§ MATERIAL FOR THIS EXERCISE:
◇ ◇ ◇ ◇ ◇ ◇ ◇

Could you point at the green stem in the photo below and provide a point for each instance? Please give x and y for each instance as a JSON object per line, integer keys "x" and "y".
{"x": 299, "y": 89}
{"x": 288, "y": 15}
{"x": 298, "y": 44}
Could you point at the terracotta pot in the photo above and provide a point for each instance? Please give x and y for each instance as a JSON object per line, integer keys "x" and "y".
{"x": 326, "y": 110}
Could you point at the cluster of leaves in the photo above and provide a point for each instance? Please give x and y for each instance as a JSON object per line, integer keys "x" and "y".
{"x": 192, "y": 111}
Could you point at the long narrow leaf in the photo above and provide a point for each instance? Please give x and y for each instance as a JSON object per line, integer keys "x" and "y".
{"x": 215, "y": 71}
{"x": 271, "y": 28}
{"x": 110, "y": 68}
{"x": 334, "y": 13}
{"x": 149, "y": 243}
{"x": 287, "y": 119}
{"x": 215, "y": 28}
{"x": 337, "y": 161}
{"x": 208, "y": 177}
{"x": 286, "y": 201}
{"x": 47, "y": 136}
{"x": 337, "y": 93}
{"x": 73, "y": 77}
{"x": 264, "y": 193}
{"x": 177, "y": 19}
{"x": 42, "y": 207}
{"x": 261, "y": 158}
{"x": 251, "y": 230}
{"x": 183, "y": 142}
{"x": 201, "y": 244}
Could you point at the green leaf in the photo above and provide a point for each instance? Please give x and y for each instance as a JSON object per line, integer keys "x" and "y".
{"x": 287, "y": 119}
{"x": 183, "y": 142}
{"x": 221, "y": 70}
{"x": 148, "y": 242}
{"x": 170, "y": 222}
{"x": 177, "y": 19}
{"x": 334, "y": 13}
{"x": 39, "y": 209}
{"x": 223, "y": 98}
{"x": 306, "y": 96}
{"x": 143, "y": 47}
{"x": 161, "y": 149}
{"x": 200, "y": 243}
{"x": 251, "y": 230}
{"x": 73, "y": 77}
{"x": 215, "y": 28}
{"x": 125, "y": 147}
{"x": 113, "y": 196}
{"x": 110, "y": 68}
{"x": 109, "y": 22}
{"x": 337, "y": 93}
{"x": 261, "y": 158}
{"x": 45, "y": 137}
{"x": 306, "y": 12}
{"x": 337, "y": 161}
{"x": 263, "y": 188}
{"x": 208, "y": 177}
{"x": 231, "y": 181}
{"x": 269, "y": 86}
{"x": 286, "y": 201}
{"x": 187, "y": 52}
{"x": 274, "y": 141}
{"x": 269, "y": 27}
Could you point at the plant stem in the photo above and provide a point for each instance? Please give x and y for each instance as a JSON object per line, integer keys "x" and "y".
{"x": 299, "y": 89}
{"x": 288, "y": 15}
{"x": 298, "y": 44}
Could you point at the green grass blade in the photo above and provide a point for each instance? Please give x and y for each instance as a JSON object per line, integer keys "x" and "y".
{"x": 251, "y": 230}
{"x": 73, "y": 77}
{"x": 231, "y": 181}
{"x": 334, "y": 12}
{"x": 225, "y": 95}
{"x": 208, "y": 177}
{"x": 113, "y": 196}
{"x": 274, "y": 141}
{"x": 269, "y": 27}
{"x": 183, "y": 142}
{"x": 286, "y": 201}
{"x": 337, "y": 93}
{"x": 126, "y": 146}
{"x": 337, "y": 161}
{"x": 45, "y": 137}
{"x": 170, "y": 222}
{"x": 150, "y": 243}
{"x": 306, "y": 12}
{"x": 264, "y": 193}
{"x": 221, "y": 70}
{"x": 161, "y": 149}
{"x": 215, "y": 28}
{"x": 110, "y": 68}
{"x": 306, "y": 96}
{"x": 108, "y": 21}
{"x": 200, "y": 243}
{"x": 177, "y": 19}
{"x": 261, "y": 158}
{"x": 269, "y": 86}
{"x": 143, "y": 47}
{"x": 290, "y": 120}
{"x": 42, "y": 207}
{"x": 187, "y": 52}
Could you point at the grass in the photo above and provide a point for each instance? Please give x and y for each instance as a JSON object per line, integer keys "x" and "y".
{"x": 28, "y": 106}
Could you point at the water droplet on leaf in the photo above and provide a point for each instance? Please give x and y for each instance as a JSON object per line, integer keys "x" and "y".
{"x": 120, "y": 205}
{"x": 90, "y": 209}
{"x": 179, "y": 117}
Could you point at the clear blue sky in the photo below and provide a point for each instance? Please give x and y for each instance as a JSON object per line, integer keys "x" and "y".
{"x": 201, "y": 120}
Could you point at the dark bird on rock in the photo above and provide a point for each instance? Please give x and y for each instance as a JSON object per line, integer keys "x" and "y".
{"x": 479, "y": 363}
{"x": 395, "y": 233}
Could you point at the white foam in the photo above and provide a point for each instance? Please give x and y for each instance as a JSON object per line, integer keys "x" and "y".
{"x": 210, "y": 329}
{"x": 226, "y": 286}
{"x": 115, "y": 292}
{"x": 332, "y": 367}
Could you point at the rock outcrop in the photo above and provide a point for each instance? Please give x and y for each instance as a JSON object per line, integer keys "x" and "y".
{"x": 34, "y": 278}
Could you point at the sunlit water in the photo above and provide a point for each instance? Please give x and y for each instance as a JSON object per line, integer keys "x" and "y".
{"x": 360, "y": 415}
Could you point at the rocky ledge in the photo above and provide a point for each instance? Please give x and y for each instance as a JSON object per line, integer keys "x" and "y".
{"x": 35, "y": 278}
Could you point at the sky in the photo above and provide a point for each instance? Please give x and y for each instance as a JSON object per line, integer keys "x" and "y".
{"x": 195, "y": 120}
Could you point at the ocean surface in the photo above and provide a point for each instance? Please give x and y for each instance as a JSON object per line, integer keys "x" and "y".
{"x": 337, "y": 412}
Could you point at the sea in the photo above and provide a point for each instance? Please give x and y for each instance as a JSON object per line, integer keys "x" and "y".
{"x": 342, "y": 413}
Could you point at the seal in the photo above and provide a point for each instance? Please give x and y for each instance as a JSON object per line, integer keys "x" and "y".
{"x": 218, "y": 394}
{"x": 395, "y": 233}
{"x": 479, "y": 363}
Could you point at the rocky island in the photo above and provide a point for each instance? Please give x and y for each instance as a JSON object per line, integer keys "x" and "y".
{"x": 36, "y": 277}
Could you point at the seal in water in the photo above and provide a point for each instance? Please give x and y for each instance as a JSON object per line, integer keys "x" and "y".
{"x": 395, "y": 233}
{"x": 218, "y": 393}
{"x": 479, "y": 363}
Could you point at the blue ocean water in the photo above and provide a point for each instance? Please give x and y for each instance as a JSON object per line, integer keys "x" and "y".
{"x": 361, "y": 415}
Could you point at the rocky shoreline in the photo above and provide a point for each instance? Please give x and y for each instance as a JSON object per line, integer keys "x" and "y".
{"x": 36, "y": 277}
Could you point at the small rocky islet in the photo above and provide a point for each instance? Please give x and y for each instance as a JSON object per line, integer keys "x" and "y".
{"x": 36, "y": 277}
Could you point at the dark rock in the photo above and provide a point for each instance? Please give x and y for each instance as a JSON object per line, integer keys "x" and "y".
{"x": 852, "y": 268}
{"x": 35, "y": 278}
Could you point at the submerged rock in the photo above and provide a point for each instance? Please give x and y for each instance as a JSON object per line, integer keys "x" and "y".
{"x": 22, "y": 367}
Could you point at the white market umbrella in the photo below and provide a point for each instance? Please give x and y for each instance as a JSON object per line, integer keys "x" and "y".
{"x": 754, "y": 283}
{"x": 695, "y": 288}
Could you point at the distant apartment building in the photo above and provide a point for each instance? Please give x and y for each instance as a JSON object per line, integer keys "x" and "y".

◇ ◇ ◇ ◇ ◇ ◇ ◇

§ THE TASK: Copy out the whole listing exactly; please set it all down.

§ ANSWER TO THIS EXERCISE:
Could you point at the green stem in the photo below and provide a point for each instance? Please give x and y for each instance as a JSON object per line, integer keys "x" and "y".
{"x": 299, "y": 89}
{"x": 288, "y": 15}
{"x": 298, "y": 44}
Could you point at the terracotta pot in the photo above and provide a point for each instance? Please give x and y for each instance as a JSON object per line, integer keys "x" and "y".
{"x": 326, "y": 110}
Could you point at the cluster of leaves in the photo above and provide a point for each instance? Please give x and y for each instance as a JSON object per line, integer keys "x" and "y".
{"x": 192, "y": 111}
Could you point at the long narrow leaf in the photo above and provide a point for each instance? Please give x and y for each instance as a JSON object per line, integer keys "x" and "y".
{"x": 215, "y": 71}
{"x": 271, "y": 28}
{"x": 110, "y": 68}
{"x": 334, "y": 13}
{"x": 149, "y": 243}
{"x": 287, "y": 119}
{"x": 215, "y": 28}
{"x": 337, "y": 161}
{"x": 208, "y": 177}
{"x": 286, "y": 201}
{"x": 47, "y": 136}
{"x": 337, "y": 93}
{"x": 73, "y": 77}
{"x": 264, "y": 193}
{"x": 177, "y": 19}
{"x": 42, "y": 207}
{"x": 261, "y": 158}
{"x": 251, "y": 230}
{"x": 183, "y": 142}
{"x": 201, "y": 244}
Could you point at the green leaf in the photo above and provide a point for each instance? Please give x and y for each instance as a JSON object per line, integer keys "x" and "y".
{"x": 287, "y": 119}
{"x": 183, "y": 142}
{"x": 221, "y": 70}
{"x": 148, "y": 242}
{"x": 170, "y": 222}
{"x": 177, "y": 19}
{"x": 334, "y": 13}
{"x": 39, "y": 209}
{"x": 223, "y": 98}
{"x": 306, "y": 96}
{"x": 143, "y": 47}
{"x": 161, "y": 149}
{"x": 200, "y": 243}
{"x": 251, "y": 230}
{"x": 73, "y": 77}
{"x": 215, "y": 28}
{"x": 125, "y": 147}
{"x": 113, "y": 196}
{"x": 110, "y": 68}
{"x": 109, "y": 22}
{"x": 337, "y": 93}
{"x": 261, "y": 158}
{"x": 45, "y": 137}
{"x": 306, "y": 12}
{"x": 337, "y": 161}
{"x": 263, "y": 188}
{"x": 208, "y": 177}
{"x": 231, "y": 181}
{"x": 269, "y": 86}
{"x": 286, "y": 201}
{"x": 187, "y": 52}
{"x": 274, "y": 141}
{"x": 269, "y": 27}
Could you point at the plant stem in the photo above and provide a point for each instance? Please give x and y for each instance as a JSON object per line, integer keys "x" and "y".
{"x": 299, "y": 89}
{"x": 288, "y": 15}
{"x": 298, "y": 44}
Could you point at the green grass blade in the photo above and provide a point for each instance? Please give x and y for each instance as a JSON object per line, integer keys "x" and "y".
{"x": 251, "y": 230}
{"x": 73, "y": 77}
{"x": 231, "y": 181}
{"x": 334, "y": 12}
{"x": 225, "y": 95}
{"x": 208, "y": 177}
{"x": 113, "y": 196}
{"x": 274, "y": 141}
{"x": 269, "y": 27}
{"x": 183, "y": 142}
{"x": 286, "y": 201}
{"x": 337, "y": 93}
{"x": 126, "y": 146}
{"x": 337, "y": 161}
{"x": 45, "y": 137}
{"x": 170, "y": 222}
{"x": 150, "y": 243}
{"x": 306, "y": 12}
{"x": 264, "y": 193}
{"x": 221, "y": 70}
{"x": 161, "y": 149}
{"x": 215, "y": 28}
{"x": 110, "y": 68}
{"x": 306, "y": 96}
{"x": 108, "y": 21}
{"x": 200, "y": 243}
{"x": 177, "y": 19}
{"x": 261, "y": 158}
{"x": 269, "y": 86}
{"x": 143, "y": 47}
{"x": 290, "y": 120}
{"x": 42, "y": 207}
{"x": 187, "y": 52}
Could you point at the grass in the photo above and provide a point for each instance? Please give x and y for each instance as a JSON object per line, integer keys "x" and "y".
{"x": 28, "y": 106}
Could you point at the water droplet on leaf in the photo above and provide a point for each instance? Please give x and y for each instance as a JSON object per line, integer keys "x" and "y".
{"x": 120, "y": 205}
{"x": 90, "y": 209}
{"x": 179, "y": 117}
Could you point at the clear blue sky in the photo below and provide a point for each instance? Please give x and y for each instance as a JSON object per line, integer keys "x" and "y".
{"x": 201, "y": 120}
Could you point at the dark bird on rock in the photo above and provide a point for each instance? Please give x and y for each instance as a JSON object per line, integer keys "x" and "y".
{"x": 479, "y": 363}
{"x": 395, "y": 233}
Could you point at the white foam in the photo above and provide a point for each instance? Please give x and y for each instance as a JSON object per line, integer keys "x" and "y".
{"x": 210, "y": 329}
{"x": 226, "y": 286}
{"x": 115, "y": 292}
{"x": 332, "y": 367}
Could you point at the rock outcrop in the photo above and provide a point for each instance? Please give x and y for each instance as a JSON object per line, integer keys "x" and "y".
{"x": 34, "y": 278}
Could you point at the sunlit water in the photo above and provide a point for each instance? Please give x and y for each instance as a JSON object per line, integer keys "x" and "y".
{"x": 360, "y": 415}
Could you point at the rocky ledge in the photo above and provide a point for each instance? Please give x and y for each instance as a JSON object per line, integer keys "x" and "y".
{"x": 35, "y": 278}
Could you point at the sky in the photo above and provide a point for each instance? Please give x and y for each instance as a JSON object per line, integer keys "x" and "y".
{"x": 195, "y": 120}
Could you point at the ocean surface in the photo above and provide a point for each instance? Please give x and y for each instance as a JSON object per line, integer keys "x" and "y".
{"x": 337, "y": 412}
Could you point at the sea in the photo above and provide a point for each instance? Please give x and y for each instance as a JSON object per line, integer keys "x" and "y".
{"x": 342, "y": 413}
Could you point at the seal in the photo above and provide a point for each instance? Please give x and y for each instance as a JSON object per line, integer keys "x" and "y".
{"x": 218, "y": 394}
{"x": 395, "y": 233}
{"x": 479, "y": 363}
Could you point at the rocky island in the photo above and provide a point for each instance? Please give x and y for each instance as a JSON object per line, integer keys "x" and "y".
{"x": 36, "y": 277}
Could you point at the seal in water in the photo above and provide a point for each instance? Please give x and y for each instance as a JSON object per line, integer keys "x" and "y".
{"x": 395, "y": 233}
{"x": 218, "y": 393}
{"x": 479, "y": 363}
Could you point at the blue ocean water in the photo above and provide a point for each instance? Please give x and y for each instance as a JSON object per line, integer keys "x" and "y".
{"x": 361, "y": 415}
Could you point at the rocky shoreline in the photo above and provide a point for each instance? Please give x and y for each instance as a JSON object per line, integer keys "x" and "y".
{"x": 36, "y": 277}
Could you point at the small rocky islet in the photo above and provide a point for each instance? Please give x and y for each instance as a JSON object per line, integer keys "x" and "y".
{"x": 36, "y": 277}
Could you point at the dark rock in the photo above and provide a point for each instance? Please give x and y for each instance as a JSON object per line, integer keys "x" and "y".
{"x": 852, "y": 268}
{"x": 35, "y": 278}
Could you point at the submerged rock in the photo above and provide a point for each instance? Please give x and y for each instance as a JSON object per line, integer keys "x" and "y".
{"x": 22, "y": 367}
Could you point at the white market umbrella in the photo below and provide a point for each instance? Please give x and y for each instance as a JSON object per line, integer keys "x" and "y".
{"x": 754, "y": 283}
{"x": 695, "y": 288}
Could you point at the distant apartment building in the photo above and provide a point for each instance? Please give x and y for each instance as a JSON object per line, integer keys "x" and "y".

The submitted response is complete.